TRY IT:
Every line below containing the word "beetle" should be found and copied.

++++ GIVEN DATA

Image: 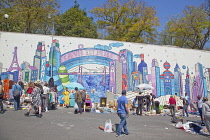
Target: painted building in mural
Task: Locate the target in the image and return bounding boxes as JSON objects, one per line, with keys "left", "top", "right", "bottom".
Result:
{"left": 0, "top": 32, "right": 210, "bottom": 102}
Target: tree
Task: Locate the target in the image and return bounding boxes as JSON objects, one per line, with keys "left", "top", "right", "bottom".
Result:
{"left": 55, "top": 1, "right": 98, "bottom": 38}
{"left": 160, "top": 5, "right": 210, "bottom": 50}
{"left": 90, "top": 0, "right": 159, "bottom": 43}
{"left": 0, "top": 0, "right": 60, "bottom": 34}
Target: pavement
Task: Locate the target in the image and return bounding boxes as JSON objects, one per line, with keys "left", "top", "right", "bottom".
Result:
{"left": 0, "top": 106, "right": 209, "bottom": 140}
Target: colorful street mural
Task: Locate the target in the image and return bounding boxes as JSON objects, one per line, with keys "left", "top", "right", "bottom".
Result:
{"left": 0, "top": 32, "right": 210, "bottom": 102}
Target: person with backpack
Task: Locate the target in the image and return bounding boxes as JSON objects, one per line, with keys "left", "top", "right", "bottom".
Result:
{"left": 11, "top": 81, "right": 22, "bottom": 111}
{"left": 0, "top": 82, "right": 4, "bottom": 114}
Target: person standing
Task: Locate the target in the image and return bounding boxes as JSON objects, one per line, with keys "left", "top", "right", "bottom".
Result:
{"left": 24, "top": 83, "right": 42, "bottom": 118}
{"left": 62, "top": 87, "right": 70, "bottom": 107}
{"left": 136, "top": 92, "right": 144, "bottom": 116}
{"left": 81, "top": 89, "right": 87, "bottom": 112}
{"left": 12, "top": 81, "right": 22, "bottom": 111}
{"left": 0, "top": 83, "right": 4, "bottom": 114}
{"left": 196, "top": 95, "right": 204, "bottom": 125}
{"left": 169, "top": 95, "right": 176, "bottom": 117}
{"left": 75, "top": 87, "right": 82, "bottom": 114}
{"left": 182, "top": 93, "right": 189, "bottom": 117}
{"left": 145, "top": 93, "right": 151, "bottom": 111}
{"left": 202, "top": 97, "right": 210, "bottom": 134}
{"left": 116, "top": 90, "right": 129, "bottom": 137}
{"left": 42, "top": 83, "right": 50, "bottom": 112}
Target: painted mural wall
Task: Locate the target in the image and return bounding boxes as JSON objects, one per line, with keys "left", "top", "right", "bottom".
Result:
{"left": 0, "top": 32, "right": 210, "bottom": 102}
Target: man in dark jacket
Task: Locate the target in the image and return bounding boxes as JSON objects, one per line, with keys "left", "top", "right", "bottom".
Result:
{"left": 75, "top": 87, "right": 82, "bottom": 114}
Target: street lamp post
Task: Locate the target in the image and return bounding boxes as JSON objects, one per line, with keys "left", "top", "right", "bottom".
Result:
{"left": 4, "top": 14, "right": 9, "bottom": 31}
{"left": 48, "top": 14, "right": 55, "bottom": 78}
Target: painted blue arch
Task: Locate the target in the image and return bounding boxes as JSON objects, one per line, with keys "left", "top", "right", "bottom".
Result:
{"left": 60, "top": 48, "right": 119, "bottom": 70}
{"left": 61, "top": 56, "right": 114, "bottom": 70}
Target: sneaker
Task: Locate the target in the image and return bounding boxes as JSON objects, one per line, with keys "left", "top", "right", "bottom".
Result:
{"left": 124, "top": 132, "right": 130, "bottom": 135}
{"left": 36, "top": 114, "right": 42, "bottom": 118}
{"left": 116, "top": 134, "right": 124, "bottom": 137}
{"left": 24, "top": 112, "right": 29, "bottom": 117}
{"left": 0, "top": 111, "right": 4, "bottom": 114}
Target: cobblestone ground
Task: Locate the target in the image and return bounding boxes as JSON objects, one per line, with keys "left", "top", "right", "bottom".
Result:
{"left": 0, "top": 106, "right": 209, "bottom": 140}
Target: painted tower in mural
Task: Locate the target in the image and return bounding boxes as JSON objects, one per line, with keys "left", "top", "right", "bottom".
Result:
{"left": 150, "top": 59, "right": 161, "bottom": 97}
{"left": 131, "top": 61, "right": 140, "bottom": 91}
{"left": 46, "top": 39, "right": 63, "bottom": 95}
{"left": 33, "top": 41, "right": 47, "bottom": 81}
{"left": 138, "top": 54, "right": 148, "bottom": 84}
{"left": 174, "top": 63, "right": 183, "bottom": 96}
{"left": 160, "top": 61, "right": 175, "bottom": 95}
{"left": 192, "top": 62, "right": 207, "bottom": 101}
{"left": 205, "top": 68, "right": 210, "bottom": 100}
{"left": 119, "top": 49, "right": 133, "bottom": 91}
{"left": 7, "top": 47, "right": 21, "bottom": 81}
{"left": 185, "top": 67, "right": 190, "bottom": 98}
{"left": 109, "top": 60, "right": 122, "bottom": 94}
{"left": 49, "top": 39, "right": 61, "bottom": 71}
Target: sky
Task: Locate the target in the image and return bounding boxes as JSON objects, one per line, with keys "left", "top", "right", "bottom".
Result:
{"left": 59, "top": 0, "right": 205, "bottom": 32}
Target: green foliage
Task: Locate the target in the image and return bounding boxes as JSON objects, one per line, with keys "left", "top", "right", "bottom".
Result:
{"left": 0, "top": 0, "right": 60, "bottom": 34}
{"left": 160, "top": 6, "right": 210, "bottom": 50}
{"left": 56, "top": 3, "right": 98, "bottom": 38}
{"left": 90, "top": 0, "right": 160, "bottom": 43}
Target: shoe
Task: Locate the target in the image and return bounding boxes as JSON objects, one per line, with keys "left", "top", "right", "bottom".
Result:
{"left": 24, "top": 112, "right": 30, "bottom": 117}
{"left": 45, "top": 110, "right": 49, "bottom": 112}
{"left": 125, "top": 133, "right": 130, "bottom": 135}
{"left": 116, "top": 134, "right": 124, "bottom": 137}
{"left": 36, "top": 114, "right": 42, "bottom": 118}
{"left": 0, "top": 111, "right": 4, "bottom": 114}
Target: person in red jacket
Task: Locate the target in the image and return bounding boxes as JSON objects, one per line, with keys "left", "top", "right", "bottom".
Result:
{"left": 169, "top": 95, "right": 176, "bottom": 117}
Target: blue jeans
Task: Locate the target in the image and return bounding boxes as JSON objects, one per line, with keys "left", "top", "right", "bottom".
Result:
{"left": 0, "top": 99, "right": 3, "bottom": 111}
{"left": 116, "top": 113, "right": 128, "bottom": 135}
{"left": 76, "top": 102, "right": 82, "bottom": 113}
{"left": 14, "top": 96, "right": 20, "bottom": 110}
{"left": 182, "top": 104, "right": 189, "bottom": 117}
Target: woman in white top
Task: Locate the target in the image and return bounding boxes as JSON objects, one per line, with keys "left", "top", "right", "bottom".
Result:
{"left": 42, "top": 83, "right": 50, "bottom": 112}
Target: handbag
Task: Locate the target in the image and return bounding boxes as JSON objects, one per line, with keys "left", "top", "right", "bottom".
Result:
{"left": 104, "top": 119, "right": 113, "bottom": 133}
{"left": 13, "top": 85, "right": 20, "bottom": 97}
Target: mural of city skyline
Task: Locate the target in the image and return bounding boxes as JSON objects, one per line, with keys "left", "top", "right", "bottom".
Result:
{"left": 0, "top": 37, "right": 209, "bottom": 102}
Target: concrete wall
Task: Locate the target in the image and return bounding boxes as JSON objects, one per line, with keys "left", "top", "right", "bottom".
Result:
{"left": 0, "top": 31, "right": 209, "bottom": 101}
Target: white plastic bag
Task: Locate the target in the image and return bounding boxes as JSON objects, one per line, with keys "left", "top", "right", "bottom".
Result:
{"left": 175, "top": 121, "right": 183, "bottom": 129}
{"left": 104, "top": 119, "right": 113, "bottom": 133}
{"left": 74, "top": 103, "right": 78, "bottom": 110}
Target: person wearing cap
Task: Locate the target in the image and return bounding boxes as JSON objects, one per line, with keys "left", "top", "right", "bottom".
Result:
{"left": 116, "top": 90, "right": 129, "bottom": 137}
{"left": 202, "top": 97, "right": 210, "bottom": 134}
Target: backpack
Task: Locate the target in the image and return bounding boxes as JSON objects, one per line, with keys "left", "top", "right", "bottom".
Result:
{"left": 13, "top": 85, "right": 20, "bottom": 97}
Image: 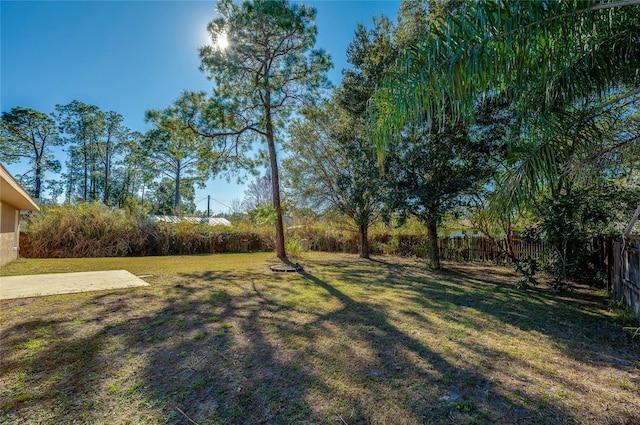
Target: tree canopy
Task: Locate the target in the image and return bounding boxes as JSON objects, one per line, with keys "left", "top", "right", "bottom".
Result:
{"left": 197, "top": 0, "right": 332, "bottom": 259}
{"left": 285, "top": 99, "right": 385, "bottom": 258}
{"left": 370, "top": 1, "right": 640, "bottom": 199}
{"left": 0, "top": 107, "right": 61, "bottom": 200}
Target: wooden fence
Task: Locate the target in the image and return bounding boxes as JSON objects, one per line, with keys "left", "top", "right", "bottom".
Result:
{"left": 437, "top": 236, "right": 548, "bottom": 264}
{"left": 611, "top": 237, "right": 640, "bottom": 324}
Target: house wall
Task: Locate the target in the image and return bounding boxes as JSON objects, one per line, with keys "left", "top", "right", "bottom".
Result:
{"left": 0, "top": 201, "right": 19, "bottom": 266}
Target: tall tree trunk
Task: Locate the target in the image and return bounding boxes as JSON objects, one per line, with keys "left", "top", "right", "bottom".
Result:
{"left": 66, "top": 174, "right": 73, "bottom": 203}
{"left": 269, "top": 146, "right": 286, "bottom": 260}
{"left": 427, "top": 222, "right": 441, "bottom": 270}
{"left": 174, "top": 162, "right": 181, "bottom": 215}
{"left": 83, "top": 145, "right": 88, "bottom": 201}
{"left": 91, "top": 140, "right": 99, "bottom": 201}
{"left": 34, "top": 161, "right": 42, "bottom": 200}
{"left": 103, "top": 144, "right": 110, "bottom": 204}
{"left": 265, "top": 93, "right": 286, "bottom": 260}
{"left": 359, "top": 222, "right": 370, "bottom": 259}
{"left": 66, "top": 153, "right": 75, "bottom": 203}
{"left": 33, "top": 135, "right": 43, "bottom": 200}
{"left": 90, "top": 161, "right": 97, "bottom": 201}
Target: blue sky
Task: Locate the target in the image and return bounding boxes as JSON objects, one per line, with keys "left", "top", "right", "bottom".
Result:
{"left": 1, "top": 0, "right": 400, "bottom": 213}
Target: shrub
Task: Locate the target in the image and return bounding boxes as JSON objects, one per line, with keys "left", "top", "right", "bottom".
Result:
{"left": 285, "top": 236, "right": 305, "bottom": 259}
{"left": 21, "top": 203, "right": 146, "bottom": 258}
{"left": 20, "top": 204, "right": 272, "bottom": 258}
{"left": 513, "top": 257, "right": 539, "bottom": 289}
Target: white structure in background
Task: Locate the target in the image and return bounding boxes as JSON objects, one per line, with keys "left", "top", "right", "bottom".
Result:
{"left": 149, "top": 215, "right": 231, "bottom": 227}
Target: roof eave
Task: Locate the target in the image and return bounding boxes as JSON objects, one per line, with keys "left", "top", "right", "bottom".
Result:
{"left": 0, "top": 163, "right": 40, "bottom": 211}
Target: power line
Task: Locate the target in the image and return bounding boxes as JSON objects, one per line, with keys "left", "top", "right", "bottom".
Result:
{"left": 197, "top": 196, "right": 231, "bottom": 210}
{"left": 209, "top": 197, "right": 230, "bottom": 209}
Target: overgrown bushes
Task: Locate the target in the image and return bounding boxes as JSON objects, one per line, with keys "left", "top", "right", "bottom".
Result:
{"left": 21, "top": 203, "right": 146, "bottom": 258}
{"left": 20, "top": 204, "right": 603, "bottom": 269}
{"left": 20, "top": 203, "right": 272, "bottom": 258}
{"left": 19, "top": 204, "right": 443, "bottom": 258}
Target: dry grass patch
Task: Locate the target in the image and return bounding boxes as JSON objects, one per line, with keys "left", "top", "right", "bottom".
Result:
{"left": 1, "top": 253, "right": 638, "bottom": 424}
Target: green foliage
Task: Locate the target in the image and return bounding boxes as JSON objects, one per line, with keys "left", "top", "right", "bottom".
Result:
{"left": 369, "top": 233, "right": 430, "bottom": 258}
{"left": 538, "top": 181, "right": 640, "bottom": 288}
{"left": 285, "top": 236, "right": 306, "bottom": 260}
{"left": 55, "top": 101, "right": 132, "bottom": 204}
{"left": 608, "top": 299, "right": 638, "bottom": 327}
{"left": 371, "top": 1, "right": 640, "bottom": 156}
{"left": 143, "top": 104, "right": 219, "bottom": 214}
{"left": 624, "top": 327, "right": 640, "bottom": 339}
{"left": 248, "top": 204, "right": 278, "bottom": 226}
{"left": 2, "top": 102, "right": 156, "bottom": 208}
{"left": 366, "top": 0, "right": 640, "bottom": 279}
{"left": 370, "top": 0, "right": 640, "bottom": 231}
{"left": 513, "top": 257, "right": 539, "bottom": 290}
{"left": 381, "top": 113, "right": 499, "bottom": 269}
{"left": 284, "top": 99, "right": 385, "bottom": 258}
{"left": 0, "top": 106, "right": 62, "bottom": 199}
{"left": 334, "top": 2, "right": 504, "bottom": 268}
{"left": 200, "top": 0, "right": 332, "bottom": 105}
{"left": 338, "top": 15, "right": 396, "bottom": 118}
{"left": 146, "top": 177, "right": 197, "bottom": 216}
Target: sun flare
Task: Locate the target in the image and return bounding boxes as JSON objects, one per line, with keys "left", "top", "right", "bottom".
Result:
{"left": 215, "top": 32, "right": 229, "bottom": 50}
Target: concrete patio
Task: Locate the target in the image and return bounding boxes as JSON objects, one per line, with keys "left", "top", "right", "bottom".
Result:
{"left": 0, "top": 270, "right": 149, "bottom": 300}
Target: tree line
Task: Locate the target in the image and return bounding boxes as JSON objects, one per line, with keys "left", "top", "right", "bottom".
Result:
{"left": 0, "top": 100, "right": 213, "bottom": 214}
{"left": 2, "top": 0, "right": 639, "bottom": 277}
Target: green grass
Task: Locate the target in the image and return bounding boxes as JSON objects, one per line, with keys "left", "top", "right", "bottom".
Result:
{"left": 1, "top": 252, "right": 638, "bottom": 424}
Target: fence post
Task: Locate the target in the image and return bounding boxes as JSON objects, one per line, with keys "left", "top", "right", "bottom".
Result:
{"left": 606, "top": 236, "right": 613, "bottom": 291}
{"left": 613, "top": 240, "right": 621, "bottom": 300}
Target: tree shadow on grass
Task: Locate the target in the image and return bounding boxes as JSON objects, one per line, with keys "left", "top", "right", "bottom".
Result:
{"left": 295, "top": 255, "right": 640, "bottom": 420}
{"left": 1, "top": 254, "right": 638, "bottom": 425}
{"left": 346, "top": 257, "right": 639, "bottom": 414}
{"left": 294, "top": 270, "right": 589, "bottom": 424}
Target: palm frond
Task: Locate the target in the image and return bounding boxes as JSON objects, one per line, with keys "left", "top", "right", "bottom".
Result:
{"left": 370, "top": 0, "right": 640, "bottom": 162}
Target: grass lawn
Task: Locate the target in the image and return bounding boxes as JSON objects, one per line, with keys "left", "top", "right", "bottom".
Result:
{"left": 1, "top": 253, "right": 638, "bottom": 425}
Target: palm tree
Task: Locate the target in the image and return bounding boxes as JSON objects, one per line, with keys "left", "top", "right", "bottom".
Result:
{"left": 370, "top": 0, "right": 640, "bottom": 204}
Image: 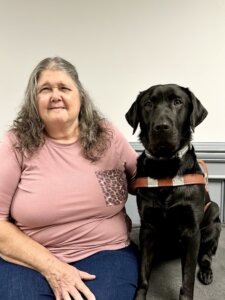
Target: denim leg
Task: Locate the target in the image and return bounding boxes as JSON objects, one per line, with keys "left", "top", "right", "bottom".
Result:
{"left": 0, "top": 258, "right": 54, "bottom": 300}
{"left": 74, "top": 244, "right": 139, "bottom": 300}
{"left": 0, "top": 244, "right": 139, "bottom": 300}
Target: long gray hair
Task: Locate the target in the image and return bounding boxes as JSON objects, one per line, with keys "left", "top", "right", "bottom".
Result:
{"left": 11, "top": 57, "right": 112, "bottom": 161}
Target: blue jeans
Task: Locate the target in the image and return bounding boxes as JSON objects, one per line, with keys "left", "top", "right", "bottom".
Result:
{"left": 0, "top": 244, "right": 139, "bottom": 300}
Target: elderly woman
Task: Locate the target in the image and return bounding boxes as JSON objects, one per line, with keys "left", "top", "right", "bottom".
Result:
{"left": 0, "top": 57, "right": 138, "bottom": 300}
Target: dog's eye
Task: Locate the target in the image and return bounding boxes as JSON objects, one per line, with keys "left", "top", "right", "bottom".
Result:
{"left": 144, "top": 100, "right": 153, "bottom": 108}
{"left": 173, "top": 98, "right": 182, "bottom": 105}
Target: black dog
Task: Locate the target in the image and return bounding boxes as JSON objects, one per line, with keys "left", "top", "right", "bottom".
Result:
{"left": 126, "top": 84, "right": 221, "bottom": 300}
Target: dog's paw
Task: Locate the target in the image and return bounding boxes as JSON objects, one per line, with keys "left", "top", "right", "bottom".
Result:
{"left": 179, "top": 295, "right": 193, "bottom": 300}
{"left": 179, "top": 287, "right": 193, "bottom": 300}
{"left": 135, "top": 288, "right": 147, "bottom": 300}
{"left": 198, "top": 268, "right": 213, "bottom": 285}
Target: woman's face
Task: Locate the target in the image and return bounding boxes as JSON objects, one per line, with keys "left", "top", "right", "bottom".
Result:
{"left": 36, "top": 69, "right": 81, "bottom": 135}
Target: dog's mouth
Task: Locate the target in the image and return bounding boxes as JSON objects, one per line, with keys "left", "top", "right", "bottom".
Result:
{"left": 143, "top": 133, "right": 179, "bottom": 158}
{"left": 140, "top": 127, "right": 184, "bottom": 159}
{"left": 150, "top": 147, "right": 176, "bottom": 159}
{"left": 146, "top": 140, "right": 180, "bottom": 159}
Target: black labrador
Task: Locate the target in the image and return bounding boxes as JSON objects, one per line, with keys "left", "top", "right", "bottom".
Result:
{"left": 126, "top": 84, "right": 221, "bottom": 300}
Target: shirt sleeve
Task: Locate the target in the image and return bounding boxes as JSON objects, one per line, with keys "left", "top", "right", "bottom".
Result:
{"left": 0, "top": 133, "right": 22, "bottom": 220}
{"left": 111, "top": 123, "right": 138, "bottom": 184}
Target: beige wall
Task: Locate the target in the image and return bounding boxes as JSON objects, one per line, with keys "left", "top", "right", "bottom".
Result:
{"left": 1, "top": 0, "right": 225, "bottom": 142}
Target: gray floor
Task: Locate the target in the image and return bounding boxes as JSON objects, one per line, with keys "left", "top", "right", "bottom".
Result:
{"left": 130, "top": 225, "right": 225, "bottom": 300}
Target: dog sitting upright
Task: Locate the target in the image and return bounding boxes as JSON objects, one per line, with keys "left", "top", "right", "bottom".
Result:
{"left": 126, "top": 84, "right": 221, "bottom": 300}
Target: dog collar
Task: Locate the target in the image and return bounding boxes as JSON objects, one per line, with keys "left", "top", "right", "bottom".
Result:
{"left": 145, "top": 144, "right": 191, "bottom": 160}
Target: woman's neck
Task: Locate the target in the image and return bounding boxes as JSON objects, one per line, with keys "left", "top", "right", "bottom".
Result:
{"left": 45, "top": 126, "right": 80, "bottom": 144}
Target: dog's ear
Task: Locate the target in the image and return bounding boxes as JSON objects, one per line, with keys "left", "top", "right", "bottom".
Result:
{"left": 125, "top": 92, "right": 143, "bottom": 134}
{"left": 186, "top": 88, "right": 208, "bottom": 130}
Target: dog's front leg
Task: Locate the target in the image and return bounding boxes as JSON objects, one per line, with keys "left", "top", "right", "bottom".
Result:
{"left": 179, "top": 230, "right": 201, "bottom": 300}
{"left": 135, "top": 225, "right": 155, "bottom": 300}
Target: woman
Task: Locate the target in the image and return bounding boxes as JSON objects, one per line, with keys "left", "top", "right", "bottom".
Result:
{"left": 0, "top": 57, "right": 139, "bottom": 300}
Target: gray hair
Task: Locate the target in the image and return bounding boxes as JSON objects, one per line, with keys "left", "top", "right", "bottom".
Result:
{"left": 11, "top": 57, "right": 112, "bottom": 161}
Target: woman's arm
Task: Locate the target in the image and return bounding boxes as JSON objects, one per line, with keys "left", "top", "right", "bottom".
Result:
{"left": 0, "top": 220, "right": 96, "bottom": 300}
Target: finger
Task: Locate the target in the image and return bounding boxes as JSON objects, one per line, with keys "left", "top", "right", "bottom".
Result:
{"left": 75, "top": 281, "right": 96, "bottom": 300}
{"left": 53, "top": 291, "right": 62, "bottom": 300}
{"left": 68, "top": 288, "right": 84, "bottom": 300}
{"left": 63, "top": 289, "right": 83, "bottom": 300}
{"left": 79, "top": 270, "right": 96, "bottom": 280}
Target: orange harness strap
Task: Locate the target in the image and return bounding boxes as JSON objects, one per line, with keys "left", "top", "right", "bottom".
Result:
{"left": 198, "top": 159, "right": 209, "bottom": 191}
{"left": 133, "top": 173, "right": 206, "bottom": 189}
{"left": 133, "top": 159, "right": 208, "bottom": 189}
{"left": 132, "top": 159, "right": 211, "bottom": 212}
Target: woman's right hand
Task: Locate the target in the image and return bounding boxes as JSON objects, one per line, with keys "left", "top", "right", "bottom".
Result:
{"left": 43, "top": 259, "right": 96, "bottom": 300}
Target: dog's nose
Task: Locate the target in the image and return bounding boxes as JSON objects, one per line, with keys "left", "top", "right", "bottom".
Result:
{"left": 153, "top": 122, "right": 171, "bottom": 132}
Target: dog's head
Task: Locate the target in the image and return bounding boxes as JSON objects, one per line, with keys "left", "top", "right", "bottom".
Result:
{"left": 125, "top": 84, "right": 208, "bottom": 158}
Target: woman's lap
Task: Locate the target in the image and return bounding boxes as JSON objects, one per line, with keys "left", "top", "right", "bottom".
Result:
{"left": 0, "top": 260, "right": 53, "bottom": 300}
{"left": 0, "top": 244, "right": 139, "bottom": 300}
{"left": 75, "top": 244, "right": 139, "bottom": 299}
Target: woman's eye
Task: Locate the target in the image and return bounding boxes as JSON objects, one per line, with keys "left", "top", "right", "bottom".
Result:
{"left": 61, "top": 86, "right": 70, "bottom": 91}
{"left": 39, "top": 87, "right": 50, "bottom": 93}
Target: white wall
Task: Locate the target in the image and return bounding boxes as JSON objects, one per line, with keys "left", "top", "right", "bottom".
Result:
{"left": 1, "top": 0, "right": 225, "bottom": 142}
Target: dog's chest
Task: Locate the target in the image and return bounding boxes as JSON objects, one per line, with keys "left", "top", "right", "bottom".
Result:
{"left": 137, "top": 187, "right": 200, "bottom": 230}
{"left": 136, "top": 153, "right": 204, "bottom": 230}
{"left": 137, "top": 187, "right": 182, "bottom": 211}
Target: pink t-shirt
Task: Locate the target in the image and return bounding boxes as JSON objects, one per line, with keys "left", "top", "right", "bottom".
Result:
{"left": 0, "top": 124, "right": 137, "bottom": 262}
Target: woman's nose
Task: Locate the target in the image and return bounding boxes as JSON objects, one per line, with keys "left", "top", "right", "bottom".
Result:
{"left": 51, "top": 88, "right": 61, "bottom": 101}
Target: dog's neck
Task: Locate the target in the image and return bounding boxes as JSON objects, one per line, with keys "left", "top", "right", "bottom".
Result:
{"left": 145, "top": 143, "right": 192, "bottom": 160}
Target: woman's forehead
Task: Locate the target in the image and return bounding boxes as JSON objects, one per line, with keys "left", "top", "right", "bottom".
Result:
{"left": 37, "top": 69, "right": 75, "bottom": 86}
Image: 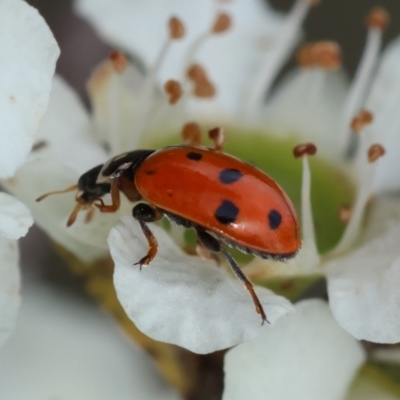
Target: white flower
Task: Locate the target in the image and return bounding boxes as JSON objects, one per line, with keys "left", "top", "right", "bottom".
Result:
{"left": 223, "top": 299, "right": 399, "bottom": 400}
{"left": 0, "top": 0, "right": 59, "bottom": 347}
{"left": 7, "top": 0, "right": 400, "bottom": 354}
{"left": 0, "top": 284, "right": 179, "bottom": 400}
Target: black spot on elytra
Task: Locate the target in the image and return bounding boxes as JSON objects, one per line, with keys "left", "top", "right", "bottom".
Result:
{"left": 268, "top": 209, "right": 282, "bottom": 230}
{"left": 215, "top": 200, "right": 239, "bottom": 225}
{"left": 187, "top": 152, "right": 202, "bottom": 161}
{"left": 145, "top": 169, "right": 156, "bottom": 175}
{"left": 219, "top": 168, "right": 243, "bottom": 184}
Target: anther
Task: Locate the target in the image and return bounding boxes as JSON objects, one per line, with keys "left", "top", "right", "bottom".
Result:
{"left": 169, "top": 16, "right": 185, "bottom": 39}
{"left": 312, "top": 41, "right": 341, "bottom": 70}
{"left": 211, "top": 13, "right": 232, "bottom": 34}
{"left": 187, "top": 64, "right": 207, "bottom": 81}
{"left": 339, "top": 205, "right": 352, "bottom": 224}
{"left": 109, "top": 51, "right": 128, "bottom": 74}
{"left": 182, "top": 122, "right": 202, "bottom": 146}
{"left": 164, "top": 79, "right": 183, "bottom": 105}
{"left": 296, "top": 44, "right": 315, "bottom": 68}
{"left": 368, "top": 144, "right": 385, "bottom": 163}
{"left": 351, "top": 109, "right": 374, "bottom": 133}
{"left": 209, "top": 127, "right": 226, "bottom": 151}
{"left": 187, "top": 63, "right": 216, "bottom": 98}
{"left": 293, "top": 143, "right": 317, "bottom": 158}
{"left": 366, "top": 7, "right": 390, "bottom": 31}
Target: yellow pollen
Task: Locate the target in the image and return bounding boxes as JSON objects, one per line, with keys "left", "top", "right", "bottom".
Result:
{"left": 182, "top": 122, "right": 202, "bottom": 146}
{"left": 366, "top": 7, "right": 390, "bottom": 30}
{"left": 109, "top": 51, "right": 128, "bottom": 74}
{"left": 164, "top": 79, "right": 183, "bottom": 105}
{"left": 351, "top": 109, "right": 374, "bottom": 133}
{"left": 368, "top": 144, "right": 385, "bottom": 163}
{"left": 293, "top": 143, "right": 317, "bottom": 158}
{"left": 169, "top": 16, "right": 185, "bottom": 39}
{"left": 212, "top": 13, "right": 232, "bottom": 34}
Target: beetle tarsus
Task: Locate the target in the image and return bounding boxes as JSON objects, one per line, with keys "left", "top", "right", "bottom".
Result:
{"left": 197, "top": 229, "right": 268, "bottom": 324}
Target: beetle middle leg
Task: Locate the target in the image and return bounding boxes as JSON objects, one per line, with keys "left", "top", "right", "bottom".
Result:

++++++++

SOLUTION FOR THIS PROBLEM:
Target: beetle tarsus
Target: beetle middle leg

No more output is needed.